[TEXT Boundary: Start]
A couple of young scientists from Walkerville Collegiate Institute are headed to Ottawa to compete in the Canada-Wide Science Fair with the winning water filtration project they completed in a Great Lakes Institute for Environmental Research (GLIER) laboratory.
Shawn Tanner and Mahnoz Akhtari’s project, Using Zebra Mussels as a Water Filtration Substrate, won the duo five awards at the Windsor Regional Science, Technology and Engineering Fair (WRSTEF) in March, and an invitation to compete against 500 of Canada’s top young minds at this year’s national science fair in May.
The 12th graders initially joined earth and environmental sciences professor and GLIER researcher Chris Weisener’s laboratory as co-op students. Their work with environmental science doctoral candidate Nicholas Falk (BSc 2013, MSc 2017) evolved into their own project of using zebra mussel shells to clean polluted waste water left over from mining industrial practices.
The students created their own effluent, or acid mine drainage, by adding to water metals that would be found in a contaminated industrial site.
Akhtari says they pumped the effluent through two reactants: one pure sand and one with sand and zebra mussel shells. They tested the acidity and metal concentrations of the simulated acid mine drainage and found the shells did successfully pull out metals.
“We had a lot of help from Falk and Weisener and I learned a lot, from DNA extraction, to using a scanning electron microscope to take pictures of various reactant products from the experiments,” she says. “Now I have an edge on everyone else entering university, so I am lucky.”
Tanner says it is the shells’ bacteria that promotes the removal of metals from the effluent. Before heading to Ottawa, the two will test the bacteria community’s DNA to identify types of bacteria present in the two reactants, to add to their project.
“This research is important, and it is interesting to take something that is negative on the environment, like invasive zebra mussels, and turn it into a positive for the environment, like cleaning up industrial waste,” says Tanner.
[TEXT Boundary: End]
[PROVIDED MATERIAL Boundary: Start]
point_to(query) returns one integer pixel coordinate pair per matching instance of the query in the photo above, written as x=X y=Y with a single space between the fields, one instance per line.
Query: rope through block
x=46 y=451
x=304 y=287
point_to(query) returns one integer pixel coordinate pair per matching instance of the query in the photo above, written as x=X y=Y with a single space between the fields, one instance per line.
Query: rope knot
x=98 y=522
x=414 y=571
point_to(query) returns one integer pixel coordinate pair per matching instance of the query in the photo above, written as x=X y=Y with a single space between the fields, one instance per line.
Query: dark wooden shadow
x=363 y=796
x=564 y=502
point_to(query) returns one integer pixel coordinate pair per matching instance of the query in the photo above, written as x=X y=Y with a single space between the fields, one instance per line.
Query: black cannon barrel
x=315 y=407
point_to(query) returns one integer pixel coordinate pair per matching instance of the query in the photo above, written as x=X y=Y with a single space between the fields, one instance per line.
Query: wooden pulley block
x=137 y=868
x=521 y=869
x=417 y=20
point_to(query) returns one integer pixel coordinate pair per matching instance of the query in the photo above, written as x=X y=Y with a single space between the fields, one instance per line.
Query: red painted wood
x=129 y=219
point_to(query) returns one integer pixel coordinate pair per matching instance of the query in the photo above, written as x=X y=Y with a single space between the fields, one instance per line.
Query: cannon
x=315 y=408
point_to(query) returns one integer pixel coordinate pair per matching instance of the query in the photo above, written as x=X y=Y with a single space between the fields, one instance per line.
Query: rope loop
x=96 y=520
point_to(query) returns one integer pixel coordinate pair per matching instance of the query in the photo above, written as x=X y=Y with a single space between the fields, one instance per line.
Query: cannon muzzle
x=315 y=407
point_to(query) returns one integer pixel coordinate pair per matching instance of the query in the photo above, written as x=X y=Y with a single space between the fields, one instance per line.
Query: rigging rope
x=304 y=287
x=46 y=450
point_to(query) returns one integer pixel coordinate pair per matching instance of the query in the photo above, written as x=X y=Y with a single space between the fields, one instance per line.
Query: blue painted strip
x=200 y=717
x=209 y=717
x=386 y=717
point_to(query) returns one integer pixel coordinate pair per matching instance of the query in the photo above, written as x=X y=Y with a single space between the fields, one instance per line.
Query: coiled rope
[PROVIDED MATERIAL Boundary: End]
* **PROBLEMS TO SOLVE**:
1) Answer these about the zebra mussel article:
(a) How many awards did Tanner and Akhtari win at the Windsor Regional Science, Technology and Engineering Fair?
(b) What two reactants was the effluent pumped through?
(c) According to Tanner, what promotes the removal of metals from the effluent?
2) Continue the zebra mussel article after Tanner's final quote.

* **WRITTEN ANSWERS**:
1)
(a) Five.
(b) One of pure sand, and one of sand and zebra mussel shells.
(c) The shells' bacteria.

2)
“It was also great to be learning about current scientific technologies and theories in my high school biology class and then actually applying it to my university research.”
Falk says he was impressed to by the students who stayed committed to swinging by the lab every few weeks, all year, to take samples.
“They are really smart, obviously, and they ran with it, but I really commend them because at that age they already have a lot of other responsibilities from classes, to applying to university to sports and extracurricular activities,” he says. “So I was proud of them for wanting to come in and for getting it done.”
Tanner and Akhtari won five awards at the WRSTEF:
- Gold Medal in the Senior Division for top project.
- Al-Hijra Academy Environmental Science Award for demonstrating excellence in environmental conservation, preservation, or regeneration.
- Santec Consulting Award for projects related to application of engineering principles or research for improving the quality of our environment and/or infrastructure.
- Essex Region Conservation Authority Award for projects related to either the conservation of soil, wildlife, forests, or flood and erosion protection.
- Canada Wide Science Fair Scholarship award sponsored by ophthalmologist Robin Deans and the University of Windsor, which qualifies them to participate in the Canada-Wide Science Fair.
Both Tanner and Akhtari are future Lancers: Akhtari is set to major in biochemistry at UWindsor in Fall 2018, and Tanner will enroll in engineering.